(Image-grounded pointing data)
BEGIN

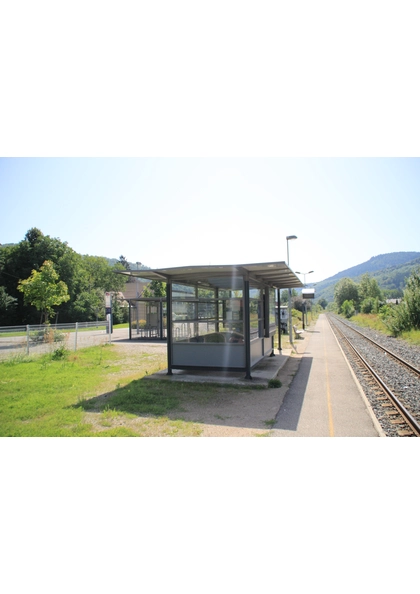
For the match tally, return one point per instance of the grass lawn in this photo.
(93, 392)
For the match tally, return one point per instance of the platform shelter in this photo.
(221, 317)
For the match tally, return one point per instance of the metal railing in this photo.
(42, 339)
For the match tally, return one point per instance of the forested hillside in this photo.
(83, 281)
(390, 271)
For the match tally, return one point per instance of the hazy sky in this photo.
(201, 95)
(179, 211)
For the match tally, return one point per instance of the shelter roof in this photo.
(275, 274)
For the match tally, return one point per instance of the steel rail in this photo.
(408, 418)
(396, 357)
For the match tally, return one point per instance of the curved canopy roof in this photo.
(274, 274)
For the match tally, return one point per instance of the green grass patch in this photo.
(97, 392)
(372, 321)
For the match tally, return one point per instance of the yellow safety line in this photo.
(330, 420)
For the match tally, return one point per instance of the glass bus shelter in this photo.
(220, 317)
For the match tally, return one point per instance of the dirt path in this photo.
(230, 413)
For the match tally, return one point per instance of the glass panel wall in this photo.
(256, 313)
(272, 318)
(209, 314)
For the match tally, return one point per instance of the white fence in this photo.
(43, 339)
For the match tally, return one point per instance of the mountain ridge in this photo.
(390, 271)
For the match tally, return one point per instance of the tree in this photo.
(155, 289)
(406, 315)
(43, 289)
(369, 288)
(347, 308)
(7, 305)
(346, 290)
(124, 263)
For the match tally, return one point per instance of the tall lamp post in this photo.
(137, 297)
(304, 282)
(289, 238)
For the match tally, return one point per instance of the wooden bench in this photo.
(297, 332)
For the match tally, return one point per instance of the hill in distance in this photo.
(389, 270)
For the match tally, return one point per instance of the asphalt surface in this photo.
(325, 399)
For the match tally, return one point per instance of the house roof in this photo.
(275, 274)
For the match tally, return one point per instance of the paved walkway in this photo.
(324, 398)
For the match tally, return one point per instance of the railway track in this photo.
(390, 382)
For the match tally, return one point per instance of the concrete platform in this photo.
(325, 398)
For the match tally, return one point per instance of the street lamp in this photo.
(305, 313)
(137, 296)
(289, 238)
(304, 275)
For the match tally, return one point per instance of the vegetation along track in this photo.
(389, 373)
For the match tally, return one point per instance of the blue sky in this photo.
(243, 124)
(178, 211)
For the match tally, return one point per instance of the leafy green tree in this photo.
(124, 263)
(406, 315)
(44, 290)
(346, 290)
(369, 288)
(155, 289)
(7, 305)
(322, 302)
(347, 308)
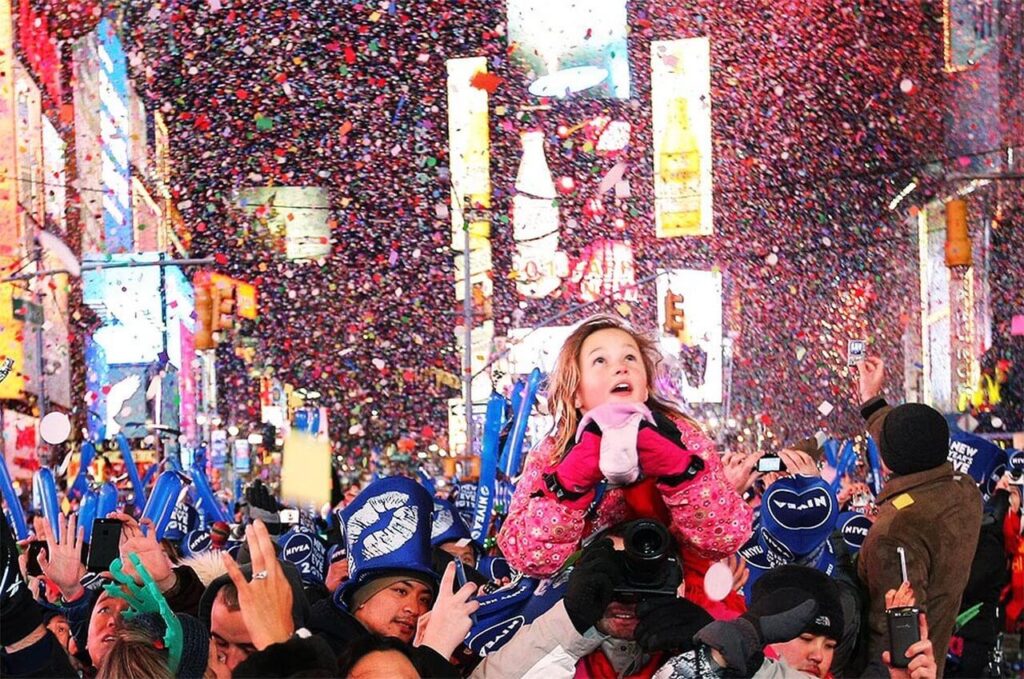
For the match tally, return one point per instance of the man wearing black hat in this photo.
(934, 514)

END

WHAT YOU HAVE TO DO>
Leave out the pictures, then return every line of the data exactly.

EXERCISE RESULT>
For the match tally, return one point per instance of the grass lawn in this photo.
(93, 392)
For the match tally, return one point per instance of the platform shelter in this photo.
(221, 317)
For the match tally, return one point per instance of the metal railing in this photo.
(42, 339)
For the match tally, return one point per instance of the forested hillside in this photo.
(83, 281)
(390, 271)
For the match tally, return one point per instance of the hazy sky in this photo.
(201, 95)
(179, 211)
For the match tally, return one point per instance of the shelter roof in this photo.
(275, 274)
For the match tally, return one point per instance of the steel rail in this photo.
(408, 418)
(396, 357)
For the match tally, return one point per instance of the curved canopy roof in this photo.
(274, 274)
For the match tally, return one point per instance of the green grass patch in this photo.
(97, 392)
(372, 321)
For the match tally, return one point per instance of the yellow safety line in this photo.
(330, 420)
For the match tally, return one point per instance of the glass bus shelter in this photo.
(220, 317)
For the match tally, return one point per instance of the dirt path in this photo.
(230, 413)
For the match tally, return one point per instance of the glass panel wall in this photo.
(256, 313)
(272, 318)
(209, 314)
For the match tally, return one point per instance of the white fence in this photo.
(43, 339)
For the match tally, return one point per instance of the mountain ridge in this photo.
(390, 271)
For the match tally, return one point per instance of the tree in this photo.
(155, 289)
(406, 315)
(43, 289)
(369, 288)
(347, 308)
(7, 305)
(346, 290)
(124, 263)
For the match tally, return one point per instance of the tall lamp post in this photo.
(137, 297)
(304, 282)
(289, 238)
For the match tally, return one point per instance of the wooden bench in this photo.
(297, 332)
For the match tally, return one point per instance of the hill in distance in this photo.
(389, 270)
For the match tally, return one point per instance of the asphalt surface in this photo.
(325, 399)
For the match tally, return one point per instance of the house roof in this photo.
(275, 274)
For the match tally, return one point per instance of the paved walkway in this photo.
(324, 398)
For the match tally, return one point per instance of the railway track in this photo.
(390, 382)
For the match tally, return one point per instance of the concrete platform in this photo.
(325, 398)
For the match tally, return one point per instance of the street lamp in this photo.
(305, 313)
(137, 296)
(289, 238)
(304, 275)
For the match tally, return one point per instance of the vegetation along track in this photo.
(389, 373)
For the match tally, return one point per instance of the blue sky in this photo.
(243, 124)
(178, 211)
For the match tally, return one point per instance of the leafy green tree in this photo.
(124, 263)
(406, 315)
(44, 290)
(346, 290)
(369, 288)
(155, 289)
(7, 305)
(322, 302)
(347, 308)
For the match tally, return one point per instance of the man wearing black hat in this photo.
(934, 514)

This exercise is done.